What is being asked: Your answer should be every line from the records that contains "light".

Data for this task START

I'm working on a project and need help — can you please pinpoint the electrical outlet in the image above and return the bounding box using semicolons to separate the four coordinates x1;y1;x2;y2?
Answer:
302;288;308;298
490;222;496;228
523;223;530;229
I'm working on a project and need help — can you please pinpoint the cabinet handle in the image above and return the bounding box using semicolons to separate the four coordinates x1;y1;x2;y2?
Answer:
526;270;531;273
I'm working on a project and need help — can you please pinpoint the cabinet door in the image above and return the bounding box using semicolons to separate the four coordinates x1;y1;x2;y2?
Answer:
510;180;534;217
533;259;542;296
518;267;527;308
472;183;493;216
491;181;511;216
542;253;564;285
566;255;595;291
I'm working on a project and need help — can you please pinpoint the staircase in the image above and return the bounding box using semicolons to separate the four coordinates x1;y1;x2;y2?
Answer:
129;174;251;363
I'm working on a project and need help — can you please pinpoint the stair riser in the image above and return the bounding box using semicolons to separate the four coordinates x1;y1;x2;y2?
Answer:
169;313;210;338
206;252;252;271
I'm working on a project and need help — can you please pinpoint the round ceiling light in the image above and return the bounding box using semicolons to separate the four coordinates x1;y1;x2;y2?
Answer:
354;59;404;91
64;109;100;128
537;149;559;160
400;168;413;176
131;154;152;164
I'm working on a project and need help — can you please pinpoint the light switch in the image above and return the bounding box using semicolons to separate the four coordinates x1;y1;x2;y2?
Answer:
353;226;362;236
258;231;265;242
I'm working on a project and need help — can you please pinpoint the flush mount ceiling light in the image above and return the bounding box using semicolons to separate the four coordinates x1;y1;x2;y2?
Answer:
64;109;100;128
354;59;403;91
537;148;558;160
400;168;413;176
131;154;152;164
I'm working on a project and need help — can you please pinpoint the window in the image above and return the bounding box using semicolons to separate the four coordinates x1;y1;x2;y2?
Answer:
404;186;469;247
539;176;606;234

Data for this task END

Answer for the task:
I'm working on a project and need help — can you please pinpoint the round ceiling light in the image above and return the bounding box using semicolons to separate the four coordinates x1;y1;x2;y2?
I'm working on a project and need help — can you please pinpoint the light switch in the image above and return the bounding box using semicolons to separate the four coordinates x1;y1;x2;y2?
I'm working on a project and need help — can you please pinpoint the flush mount ceiling light in the image above and return the bounding box using semicolons to separate the four coordinates x1;y1;x2;y2?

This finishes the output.